Stored data:
= Beginning of Section =
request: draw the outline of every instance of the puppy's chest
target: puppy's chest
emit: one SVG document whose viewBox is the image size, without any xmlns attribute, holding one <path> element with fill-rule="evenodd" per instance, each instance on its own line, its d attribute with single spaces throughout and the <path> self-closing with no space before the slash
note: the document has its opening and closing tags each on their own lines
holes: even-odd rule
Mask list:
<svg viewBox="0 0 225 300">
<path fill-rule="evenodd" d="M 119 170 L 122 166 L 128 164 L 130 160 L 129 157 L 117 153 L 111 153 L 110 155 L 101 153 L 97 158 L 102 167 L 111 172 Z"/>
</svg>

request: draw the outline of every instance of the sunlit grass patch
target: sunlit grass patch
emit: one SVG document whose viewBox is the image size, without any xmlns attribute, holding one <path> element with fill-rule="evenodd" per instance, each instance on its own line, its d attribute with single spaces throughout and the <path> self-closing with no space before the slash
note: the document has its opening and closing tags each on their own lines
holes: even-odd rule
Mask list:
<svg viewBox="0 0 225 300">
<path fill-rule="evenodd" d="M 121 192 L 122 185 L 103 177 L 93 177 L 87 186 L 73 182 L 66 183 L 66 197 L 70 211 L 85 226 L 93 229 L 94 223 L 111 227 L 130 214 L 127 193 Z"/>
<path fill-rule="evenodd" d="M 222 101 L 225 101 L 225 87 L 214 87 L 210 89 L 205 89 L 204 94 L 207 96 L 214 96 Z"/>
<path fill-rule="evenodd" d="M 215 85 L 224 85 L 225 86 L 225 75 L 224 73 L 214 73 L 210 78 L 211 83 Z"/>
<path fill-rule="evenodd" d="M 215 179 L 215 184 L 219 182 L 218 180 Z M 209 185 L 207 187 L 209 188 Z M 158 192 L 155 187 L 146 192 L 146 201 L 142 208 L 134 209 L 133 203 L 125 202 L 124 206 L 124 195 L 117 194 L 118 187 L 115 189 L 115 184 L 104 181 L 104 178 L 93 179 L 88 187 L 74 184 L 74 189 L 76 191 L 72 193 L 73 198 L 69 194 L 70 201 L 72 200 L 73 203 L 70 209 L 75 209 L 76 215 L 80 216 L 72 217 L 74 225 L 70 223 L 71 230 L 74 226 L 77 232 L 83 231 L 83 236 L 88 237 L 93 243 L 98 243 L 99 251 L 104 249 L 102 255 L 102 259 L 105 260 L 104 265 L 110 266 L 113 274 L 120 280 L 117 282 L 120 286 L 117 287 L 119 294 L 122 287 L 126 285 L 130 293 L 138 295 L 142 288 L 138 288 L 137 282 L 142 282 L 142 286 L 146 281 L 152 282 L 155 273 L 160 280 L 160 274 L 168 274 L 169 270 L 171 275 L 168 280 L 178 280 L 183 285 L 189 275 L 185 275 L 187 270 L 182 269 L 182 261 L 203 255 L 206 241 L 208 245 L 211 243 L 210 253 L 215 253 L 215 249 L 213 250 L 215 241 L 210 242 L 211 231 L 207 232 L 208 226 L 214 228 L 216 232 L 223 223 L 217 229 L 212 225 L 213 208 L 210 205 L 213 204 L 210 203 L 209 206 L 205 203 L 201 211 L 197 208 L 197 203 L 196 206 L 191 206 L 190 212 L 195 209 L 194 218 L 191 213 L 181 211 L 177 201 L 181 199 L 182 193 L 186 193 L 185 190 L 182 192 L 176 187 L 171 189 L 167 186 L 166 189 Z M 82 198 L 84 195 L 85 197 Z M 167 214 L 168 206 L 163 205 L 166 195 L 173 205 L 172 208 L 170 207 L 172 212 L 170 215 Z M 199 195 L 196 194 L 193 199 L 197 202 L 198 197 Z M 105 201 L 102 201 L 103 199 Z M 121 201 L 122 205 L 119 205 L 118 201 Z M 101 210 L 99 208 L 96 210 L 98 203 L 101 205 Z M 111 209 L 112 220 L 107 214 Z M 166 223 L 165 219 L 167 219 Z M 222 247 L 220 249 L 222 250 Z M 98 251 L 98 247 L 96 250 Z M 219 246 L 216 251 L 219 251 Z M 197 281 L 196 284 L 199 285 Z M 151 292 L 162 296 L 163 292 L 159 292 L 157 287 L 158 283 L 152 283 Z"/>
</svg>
= End of Section =
= Beginning of Section =
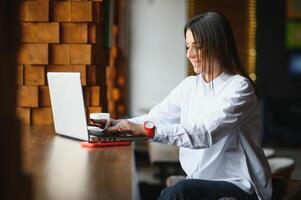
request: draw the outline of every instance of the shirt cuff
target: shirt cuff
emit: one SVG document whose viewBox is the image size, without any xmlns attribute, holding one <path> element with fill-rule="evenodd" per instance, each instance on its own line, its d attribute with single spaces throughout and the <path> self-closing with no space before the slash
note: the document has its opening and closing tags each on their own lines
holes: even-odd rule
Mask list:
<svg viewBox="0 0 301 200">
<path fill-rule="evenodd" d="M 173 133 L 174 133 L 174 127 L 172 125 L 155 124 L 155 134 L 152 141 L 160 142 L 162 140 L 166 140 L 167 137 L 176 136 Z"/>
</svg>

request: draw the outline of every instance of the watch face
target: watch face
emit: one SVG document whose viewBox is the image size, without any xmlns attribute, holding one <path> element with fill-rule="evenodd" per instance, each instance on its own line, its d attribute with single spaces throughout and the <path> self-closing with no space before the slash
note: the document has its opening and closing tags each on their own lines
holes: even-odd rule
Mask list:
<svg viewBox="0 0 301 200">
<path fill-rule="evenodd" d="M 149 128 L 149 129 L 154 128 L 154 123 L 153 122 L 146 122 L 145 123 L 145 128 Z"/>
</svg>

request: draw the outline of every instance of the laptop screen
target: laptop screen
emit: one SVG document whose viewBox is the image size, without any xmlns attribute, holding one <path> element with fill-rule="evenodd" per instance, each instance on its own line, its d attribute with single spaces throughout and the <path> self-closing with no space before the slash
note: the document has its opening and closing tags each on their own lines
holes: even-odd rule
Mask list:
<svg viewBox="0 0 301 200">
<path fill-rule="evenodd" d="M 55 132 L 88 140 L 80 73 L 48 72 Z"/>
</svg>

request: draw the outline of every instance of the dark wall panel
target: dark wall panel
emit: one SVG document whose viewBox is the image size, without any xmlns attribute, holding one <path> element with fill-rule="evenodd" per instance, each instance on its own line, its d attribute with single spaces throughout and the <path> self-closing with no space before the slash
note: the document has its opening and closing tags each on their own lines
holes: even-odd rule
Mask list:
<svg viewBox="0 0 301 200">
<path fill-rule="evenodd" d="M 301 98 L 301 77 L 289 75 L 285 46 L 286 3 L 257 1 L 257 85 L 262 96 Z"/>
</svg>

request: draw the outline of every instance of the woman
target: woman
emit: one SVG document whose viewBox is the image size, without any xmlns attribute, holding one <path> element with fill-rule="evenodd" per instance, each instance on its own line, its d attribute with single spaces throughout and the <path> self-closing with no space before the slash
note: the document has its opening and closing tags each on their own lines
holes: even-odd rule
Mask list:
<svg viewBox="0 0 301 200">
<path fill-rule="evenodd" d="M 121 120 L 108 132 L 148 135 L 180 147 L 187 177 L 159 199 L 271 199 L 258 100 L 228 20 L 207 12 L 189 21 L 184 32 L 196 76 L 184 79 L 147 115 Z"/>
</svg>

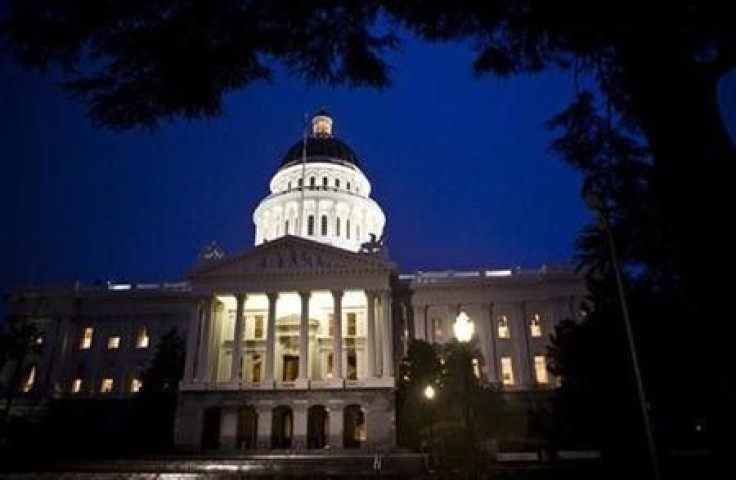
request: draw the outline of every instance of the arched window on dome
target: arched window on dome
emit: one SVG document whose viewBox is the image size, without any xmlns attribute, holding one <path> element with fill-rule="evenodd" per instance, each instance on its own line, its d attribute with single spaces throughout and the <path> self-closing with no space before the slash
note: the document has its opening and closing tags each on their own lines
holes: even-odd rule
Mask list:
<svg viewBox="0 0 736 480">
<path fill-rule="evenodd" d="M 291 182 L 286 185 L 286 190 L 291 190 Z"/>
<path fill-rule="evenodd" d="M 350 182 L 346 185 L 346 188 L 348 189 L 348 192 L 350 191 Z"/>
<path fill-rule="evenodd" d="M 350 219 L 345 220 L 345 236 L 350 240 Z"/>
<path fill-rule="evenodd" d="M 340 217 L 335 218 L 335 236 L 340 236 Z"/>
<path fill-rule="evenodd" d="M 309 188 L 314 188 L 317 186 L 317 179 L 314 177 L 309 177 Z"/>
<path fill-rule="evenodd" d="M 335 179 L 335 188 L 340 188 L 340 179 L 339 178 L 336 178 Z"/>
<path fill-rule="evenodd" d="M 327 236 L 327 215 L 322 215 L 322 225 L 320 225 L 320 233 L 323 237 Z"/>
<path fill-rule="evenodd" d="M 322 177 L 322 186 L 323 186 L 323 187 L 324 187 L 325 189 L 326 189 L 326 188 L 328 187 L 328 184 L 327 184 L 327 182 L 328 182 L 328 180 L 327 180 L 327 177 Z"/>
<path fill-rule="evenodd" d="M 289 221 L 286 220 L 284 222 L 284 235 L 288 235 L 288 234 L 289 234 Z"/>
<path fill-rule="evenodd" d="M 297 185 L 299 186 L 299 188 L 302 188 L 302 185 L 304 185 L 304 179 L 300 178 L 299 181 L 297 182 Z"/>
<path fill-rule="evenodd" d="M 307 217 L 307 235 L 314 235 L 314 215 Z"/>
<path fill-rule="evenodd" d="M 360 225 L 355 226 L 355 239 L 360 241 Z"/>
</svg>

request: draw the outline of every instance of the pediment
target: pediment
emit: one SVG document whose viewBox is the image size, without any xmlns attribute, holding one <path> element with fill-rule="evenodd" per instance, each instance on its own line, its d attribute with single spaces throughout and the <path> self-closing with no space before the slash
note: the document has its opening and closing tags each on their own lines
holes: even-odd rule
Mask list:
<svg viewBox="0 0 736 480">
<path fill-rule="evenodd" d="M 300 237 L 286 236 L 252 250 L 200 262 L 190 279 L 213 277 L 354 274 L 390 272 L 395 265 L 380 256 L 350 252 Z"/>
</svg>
= End of Section =
= Beginning of Section =
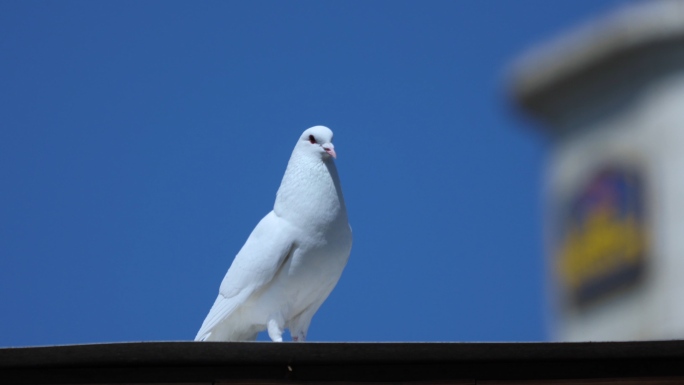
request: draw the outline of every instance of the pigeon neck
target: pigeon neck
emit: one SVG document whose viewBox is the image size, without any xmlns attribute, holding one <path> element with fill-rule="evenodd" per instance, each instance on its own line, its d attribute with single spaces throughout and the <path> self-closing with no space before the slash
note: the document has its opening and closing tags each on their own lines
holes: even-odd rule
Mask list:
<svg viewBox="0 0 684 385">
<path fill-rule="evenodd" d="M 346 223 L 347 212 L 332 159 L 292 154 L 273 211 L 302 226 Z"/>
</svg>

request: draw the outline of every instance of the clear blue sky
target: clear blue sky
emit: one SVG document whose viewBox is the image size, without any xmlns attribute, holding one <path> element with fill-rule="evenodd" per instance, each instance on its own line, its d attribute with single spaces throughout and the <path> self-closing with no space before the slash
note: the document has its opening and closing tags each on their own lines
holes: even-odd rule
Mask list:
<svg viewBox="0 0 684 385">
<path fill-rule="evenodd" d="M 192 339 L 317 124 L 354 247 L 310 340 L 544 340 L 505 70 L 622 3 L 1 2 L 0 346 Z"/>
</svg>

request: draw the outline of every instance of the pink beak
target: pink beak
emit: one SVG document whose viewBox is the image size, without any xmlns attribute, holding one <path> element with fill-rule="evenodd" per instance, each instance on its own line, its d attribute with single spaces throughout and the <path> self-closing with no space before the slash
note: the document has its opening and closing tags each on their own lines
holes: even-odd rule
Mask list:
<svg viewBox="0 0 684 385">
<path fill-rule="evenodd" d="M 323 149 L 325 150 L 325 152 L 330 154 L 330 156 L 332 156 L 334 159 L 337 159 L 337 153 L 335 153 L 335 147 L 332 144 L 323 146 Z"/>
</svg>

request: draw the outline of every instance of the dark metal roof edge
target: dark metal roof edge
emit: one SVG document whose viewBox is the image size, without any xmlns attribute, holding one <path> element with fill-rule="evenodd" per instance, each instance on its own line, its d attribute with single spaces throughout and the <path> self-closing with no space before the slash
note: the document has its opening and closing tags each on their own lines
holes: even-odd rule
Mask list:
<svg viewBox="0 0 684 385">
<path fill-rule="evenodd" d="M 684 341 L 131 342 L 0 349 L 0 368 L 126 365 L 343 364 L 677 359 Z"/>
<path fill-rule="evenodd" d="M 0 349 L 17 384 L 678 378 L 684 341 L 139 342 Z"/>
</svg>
= End of Section =
| Directions for this task |
Please write out, exactly as they appear above, only the lines in the stretch from the line with "request: draw the outline of every instance of the pink" through the line with "target: dark metal roof edge".

| Result of the task |
request: draw the outline of every instance of the pink beak
target: pink beak
emit: one SVG document whose viewBox is the image size, without any xmlns attribute, holding one <path> element with fill-rule="evenodd" per instance, each instance on its own line, its d attribute with single spaces throughout and the <path> self-closing with no space before the slash
note: the document has its opening and closing tags each on their own lines
holes: even-odd rule
Mask list:
<svg viewBox="0 0 684 385">
<path fill-rule="evenodd" d="M 323 149 L 325 150 L 325 152 L 330 154 L 330 156 L 332 156 L 334 159 L 337 159 L 337 153 L 335 153 L 335 147 L 332 144 L 323 146 Z"/>
</svg>

request: draw the outline of every instance of the dark metal roof edge
target: dark metal roof edge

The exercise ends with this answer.